**EXERCISE MATERIALS**.

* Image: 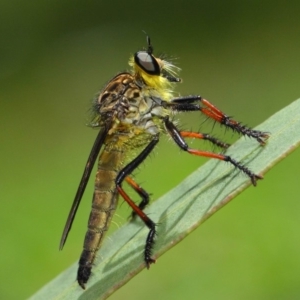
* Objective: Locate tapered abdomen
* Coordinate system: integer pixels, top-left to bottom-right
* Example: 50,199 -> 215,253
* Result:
77,146 -> 124,288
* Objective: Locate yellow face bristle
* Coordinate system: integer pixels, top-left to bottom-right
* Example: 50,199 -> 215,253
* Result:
129,55 -> 179,101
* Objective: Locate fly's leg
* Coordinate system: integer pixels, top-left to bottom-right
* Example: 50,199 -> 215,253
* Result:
161,95 -> 269,145
180,131 -> 230,149
165,118 -> 262,186
125,176 -> 150,219
115,135 -> 159,269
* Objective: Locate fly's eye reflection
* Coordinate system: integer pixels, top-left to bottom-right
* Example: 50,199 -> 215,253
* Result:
60,38 -> 268,289
134,51 -> 160,75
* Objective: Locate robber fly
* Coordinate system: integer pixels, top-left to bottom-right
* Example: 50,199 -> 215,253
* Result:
60,37 -> 268,289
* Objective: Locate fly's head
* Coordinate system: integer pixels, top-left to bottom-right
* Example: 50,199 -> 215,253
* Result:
129,37 -> 181,100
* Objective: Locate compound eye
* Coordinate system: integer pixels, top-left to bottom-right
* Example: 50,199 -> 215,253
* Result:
134,51 -> 160,75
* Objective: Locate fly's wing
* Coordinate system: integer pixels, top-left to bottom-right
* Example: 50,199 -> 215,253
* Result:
59,122 -> 110,250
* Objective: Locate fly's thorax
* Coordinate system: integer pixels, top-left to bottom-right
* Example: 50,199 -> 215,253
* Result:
95,73 -> 168,135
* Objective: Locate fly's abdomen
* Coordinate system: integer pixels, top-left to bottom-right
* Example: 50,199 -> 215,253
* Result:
77,147 -> 123,288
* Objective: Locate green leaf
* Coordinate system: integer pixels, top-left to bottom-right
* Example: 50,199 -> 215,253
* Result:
30,99 -> 300,299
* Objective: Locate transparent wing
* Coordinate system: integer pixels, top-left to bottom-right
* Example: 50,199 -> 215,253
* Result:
59,123 -> 110,250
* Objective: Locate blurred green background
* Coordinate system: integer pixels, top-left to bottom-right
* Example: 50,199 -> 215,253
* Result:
0,0 -> 300,300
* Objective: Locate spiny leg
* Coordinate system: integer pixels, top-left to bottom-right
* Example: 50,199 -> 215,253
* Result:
115,135 -> 159,269
180,131 -> 230,149
165,118 -> 262,186
162,95 -> 269,145
125,176 -> 150,219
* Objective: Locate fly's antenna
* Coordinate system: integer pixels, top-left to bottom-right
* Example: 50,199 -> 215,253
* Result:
143,30 -> 153,55
147,35 -> 153,55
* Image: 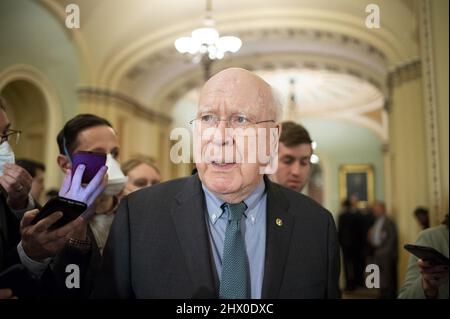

**TASK INSTRUCTIONS**. Update all of the records above by replacing "fly's" with "insect's" wherever it occurs, leaving everything else unchanged. Omit the pictures from the answer.

**FINISHED TASK**.
* Image: 
* Objective: Locate tapered abdomen
* Coordinate system: integer pixels, top-left to bottom-right
* Example: 50,199 -> 215,253
* Result:
77,146 -> 124,288
* Objective: Locate yellow face bristle
* Coordinate system: integer pixels, top-left to bottom-right
* Example: 50,199 -> 215,253
* Result:
129,55 -> 179,101
* Objective: Locate insect's leg
* Coordinate system: integer pixels, top-left to bottom-right
* Example: 50,199 -> 215,253
* Result:
161,95 -> 269,145
180,131 -> 230,149
165,118 -> 262,186
125,176 -> 150,219
115,135 -> 159,269
* Objective: Locate insect's eye reflection
* Coordinate system: integer pixels, top-left to bottom-right
* Example: 50,199 -> 215,253
* Result:
60,38 -> 268,289
134,51 -> 160,75
* Objective: Locate robber fly
* Coordinate system: integer pixels, top-left to bottom-right
* Example: 50,199 -> 215,253
* Result:
60,37 -> 268,289
* Objective: Locate insect's head
* Coordinate system: integer pixels, top-left to bottom-right
* Example: 50,199 -> 215,253
* Result:
129,37 -> 181,100
* Objective: Locate compound eye
* Coordinate system: integer pixels, top-left to bottom-right
* Example: 50,199 -> 215,253
* Result:
134,51 -> 160,75
* Objective: Locate insect's wing
* Coordinate system: integer pixels, top-left to bottom-right
* Example: 50,199 -> 215,253
* Result:
59,122 -> 110,250
* Objective: Locate insect's thorax
* Coordinate system: integer pixels, top-left to bottom-right
* Example: 50,199 -> 215,253
* Result:
95,73 -> 168,135
* Objective: Locate insect's abdomen
* Coordinate system: integer pixels, top-left to bottom-right
* Example: 50,199 -> 215,253
* Result:
77,147 -> 123,288
* Objective: Locate green leaf
* Coordinate system: integer pixels, top-left to bottom-right
* Example: 50,199 -> 215,253
* Result:
30,99 -> 300,299
* Objective: Locate transparent wing
* Coordinate system: integer pixels, top-left to bottom-right
* Example: 50,199 -> 215,253
* Result:
59,123 -> 110,250
* Objective: Locate blurred green background
* Coordinate system: integer pixels, top-left to bottom-right
* Example: 50,199 -> 215,253
* Result:
0,0 -> 300,300
* Objective: Locate spiny leg
* Coordinate system: integer pixels, top-left to bottom-right
* Example: 50,199 -> 215,253
* Result:
115,135 -> 159,269
180,131 -> 230,149
165,118 -> 262,186
162,95 -> 269,145
125,176 -> 150,219
* Objective: Locate insect's antenna
* Coordinate system: integer pixels, top-left to bottom-right
* Example: 50,199 -> 215,253
* Result:
143,30 -> 153,55
147,35 -> 153,55
* Image: 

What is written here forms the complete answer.